RECORDS SUPPLIED
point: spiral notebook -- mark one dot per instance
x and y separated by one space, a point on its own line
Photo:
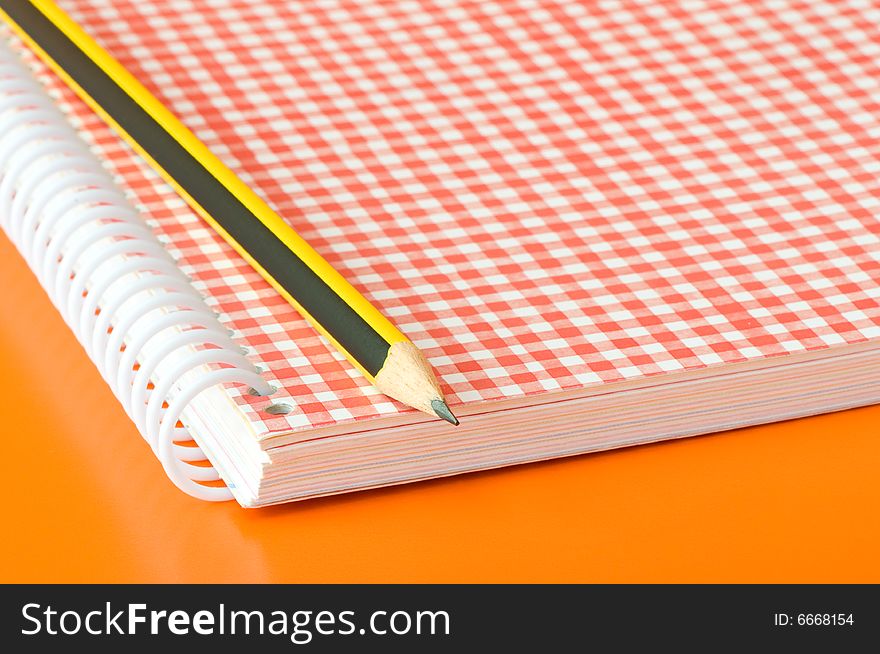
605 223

* * *

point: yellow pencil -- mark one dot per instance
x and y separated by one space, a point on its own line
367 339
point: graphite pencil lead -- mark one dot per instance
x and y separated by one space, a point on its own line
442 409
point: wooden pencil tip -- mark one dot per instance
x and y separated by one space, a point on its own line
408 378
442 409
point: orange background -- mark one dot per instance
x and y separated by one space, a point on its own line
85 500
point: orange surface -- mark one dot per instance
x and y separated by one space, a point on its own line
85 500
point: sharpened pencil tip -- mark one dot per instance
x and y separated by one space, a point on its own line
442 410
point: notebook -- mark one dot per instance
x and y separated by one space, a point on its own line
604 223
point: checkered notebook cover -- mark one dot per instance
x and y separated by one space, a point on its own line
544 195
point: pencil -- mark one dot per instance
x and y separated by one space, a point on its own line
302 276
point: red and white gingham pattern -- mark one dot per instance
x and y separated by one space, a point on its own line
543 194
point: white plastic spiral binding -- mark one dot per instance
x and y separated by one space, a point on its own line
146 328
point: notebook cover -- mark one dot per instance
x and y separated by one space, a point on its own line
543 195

...

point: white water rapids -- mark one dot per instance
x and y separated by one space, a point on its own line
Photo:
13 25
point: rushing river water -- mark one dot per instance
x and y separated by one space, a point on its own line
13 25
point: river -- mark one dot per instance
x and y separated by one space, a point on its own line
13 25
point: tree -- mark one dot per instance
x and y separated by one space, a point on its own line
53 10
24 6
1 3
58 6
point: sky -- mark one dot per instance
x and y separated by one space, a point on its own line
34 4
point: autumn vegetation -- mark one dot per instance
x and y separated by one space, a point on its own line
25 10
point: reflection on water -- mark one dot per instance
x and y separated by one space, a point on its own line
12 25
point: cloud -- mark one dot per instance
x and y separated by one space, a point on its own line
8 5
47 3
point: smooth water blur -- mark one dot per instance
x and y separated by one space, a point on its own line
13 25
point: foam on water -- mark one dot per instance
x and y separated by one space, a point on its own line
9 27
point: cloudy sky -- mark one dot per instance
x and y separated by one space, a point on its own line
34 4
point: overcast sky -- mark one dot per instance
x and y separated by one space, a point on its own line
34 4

TASK GOAL
Extract each line above that contains the string "orange", and copy it unchanged. Case is significant in the match.

FULL RESPONSE
point: orange background -- mark one dot per instance
point: orange surface -- mark one dot per instance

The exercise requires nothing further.